EXTRAIT DU TEXTE:
┄┄┄┄┄┄

Le discours de la méthode (IV): le PCF et ses “rencontres nationales du projet”

Les travaux du Front de Gauche pour élaborer un projet continuent. Après la publication des “fiches” du PG que j’ai commenté sur ce blog, c’est au tour du PCF de s’y mettre en convoquant des “Rencontres nationales du projet”, qui se sont tenues dans une certaine discrétion à Fabien les 26, 27 et 28 novembre 2010.

 

L’initiative était heureuse et inattendue. Heureuse, parce que faire une réunion sans battage médiatique et en donnant aux gens le temps de discuter (on était loin des interventions limitées à 2 minutes des derniers congrès) ne peut que favoriser le véritable débat. Et inattendue, parce qu’après avoir transformé pendant vingt ans les congrès en “shows” destinés à mettre en scène le discours du grand chef et d’exhiber des “personnalités extérieures” aux égos surdimensionnées, il semblerait finalement qu’on revienne au PCF à une vision plus rationnelle du débat. C’est sans doute un bon point.

 

Ce qui est moins bon, c’est la méthodologie. Car au delà d’un échange entre des gens de bonne volonté, le but de c travail est de construire un projet crédible. Et malheureusement la méthode de travail choisie n’aboutit pas à ce résultat.

┄┄┄┄┄┄

DONNÉES FOURNIES:

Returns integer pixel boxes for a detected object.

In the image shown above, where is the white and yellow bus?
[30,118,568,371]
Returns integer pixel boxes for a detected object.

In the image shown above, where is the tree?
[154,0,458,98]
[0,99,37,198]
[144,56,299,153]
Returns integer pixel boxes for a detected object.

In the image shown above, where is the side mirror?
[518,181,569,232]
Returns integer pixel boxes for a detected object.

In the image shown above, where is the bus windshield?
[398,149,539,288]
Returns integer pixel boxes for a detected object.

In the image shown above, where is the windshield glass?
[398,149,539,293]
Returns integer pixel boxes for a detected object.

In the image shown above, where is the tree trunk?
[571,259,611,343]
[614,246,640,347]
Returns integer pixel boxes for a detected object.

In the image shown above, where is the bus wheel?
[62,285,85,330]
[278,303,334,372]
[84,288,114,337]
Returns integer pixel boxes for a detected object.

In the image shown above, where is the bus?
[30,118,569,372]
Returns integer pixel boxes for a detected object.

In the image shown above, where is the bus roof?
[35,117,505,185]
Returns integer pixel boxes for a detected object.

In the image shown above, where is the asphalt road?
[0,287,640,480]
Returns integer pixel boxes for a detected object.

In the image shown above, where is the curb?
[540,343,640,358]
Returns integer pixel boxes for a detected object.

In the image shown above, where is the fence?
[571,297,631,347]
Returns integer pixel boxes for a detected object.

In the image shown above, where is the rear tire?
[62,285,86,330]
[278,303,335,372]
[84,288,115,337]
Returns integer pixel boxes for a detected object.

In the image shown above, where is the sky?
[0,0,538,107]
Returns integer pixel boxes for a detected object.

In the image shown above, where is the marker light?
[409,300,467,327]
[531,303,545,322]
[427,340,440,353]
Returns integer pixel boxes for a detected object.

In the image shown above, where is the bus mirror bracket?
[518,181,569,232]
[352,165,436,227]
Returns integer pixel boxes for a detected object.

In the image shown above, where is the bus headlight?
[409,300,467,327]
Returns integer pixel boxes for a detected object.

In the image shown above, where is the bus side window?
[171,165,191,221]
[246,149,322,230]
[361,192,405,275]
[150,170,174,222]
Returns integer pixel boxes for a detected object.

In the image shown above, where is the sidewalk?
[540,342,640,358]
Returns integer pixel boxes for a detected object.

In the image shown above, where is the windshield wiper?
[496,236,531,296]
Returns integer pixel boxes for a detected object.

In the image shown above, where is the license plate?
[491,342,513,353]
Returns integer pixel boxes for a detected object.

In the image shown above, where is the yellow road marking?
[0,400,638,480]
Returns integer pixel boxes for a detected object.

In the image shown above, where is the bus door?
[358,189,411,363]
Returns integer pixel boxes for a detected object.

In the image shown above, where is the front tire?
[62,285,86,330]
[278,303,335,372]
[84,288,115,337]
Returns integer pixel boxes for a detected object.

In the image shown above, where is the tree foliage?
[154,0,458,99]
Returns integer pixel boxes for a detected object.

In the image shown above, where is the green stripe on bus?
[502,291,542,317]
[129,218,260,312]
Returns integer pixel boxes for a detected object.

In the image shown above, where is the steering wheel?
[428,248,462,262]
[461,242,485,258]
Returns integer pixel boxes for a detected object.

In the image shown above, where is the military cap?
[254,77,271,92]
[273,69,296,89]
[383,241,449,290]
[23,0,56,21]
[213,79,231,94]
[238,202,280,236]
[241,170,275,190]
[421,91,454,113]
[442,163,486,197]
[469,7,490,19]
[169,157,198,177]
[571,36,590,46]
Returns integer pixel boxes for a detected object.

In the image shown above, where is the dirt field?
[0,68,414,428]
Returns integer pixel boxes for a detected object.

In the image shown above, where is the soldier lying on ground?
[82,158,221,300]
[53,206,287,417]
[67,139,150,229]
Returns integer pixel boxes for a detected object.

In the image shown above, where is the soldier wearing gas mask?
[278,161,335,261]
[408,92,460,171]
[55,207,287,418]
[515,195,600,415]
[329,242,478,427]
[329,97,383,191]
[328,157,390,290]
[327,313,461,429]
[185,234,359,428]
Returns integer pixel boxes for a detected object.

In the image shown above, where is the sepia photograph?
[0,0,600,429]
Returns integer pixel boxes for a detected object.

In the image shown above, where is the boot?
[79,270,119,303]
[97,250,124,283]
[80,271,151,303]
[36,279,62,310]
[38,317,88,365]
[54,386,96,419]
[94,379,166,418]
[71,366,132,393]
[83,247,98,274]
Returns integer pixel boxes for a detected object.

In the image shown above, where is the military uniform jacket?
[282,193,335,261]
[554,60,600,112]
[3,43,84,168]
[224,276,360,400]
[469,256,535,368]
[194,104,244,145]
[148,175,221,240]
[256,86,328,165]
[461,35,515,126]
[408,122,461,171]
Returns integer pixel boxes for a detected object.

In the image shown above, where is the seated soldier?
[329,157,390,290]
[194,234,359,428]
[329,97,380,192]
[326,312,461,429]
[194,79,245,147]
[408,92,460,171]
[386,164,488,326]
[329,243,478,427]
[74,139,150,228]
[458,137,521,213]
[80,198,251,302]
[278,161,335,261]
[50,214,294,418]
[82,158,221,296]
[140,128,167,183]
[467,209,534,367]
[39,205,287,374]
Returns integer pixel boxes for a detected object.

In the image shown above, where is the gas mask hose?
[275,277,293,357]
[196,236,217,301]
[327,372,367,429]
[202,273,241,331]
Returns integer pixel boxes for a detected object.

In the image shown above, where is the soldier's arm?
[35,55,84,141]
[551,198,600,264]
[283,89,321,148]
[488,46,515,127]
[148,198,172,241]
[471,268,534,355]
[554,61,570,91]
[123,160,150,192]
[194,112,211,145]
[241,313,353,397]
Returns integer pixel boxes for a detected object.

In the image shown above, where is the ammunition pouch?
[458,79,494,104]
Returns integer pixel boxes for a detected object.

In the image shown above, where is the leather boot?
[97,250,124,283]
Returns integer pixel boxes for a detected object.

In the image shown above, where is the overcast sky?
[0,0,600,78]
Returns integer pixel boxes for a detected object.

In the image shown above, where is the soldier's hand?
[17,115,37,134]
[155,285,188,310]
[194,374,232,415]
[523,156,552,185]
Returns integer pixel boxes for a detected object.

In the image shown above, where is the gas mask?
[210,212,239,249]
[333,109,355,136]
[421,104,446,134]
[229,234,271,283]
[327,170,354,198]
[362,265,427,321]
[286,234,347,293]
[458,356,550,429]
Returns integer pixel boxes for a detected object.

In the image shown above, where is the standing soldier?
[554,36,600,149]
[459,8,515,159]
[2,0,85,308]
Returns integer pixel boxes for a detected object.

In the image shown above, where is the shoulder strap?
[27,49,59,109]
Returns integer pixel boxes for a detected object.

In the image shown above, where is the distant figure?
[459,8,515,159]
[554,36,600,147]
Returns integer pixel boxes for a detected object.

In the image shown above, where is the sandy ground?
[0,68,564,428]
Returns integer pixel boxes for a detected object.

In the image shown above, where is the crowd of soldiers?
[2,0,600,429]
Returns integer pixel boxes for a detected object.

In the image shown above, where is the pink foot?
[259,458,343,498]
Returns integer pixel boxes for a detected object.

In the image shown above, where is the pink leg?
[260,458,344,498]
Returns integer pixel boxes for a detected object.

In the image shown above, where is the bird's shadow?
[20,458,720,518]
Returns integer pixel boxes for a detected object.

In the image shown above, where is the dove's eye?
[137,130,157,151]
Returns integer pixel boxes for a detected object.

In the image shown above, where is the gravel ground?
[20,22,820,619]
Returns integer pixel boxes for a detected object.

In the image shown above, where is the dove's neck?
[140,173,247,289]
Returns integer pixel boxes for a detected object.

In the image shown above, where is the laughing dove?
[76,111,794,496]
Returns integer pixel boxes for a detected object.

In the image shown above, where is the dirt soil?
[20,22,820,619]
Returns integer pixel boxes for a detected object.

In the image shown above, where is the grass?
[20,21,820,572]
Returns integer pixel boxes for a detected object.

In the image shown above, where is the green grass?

┄┄┄┄┄┄

OBJECTIF:
Dans l'extrait sur le projet du PCF, à quelles dates se sont tenues les « Rencontres nationales du projet » ? Répondez en une phrase, s'il vous plaît. Les lignes forment un matériau distinct de l'extrait.

EXERCICE RÉALISÉ:
Elles se sont tenues les 26, 27 et 28 novembre 2010.